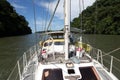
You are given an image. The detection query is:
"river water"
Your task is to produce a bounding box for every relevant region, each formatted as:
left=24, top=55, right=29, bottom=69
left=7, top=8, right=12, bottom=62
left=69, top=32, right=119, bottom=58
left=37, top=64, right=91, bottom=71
left=0, top=34, right=120, bottom=80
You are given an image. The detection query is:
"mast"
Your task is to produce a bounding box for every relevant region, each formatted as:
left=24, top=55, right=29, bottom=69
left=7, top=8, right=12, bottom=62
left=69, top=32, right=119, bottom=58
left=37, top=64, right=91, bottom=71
left=64, top=0, right=70, bottom=60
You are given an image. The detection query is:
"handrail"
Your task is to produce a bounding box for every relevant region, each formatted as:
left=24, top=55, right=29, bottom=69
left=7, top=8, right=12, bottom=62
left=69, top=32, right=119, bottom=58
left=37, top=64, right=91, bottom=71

Goal | Reproduce all of the material above word for word, leaving out the pictures.

Result for this task |
You are given an image. The detection query is:
"river water"
Your task is to produce a bounding box for every relevant region, each formatted as:
left=24, top=55, right=29, bottom=69
left=7, top=8, right=12, bottom=62
left=69, top=32, right=119, bottom=58
left=37, top=64, right=91, bottom=71
left=0, top=34, right=120, bottom=80
You are given an image. The detection query is:
"mast"
Your task is to produce a bounding box for every relevant region, each formatted as:
left=24, top=55, right=29, bottom=69
left=7, top=8, right=12, bottom=62
left=69, top=32, right=119, bottom=58
left=37, top=64, right=91, bottom=71
left=64, top=0, right=70, bottom=60
You are given an image. The detection query is:
"handrail"
Your task is to produce a bounding box for every relevant region, each formatted as:
left=24, top=55, right=29, bottom=69
left=7, top=8, right=12, bottom=62
left=69, top=32, right=119, bottom=58
left=37, top=64, right=91, bottom=71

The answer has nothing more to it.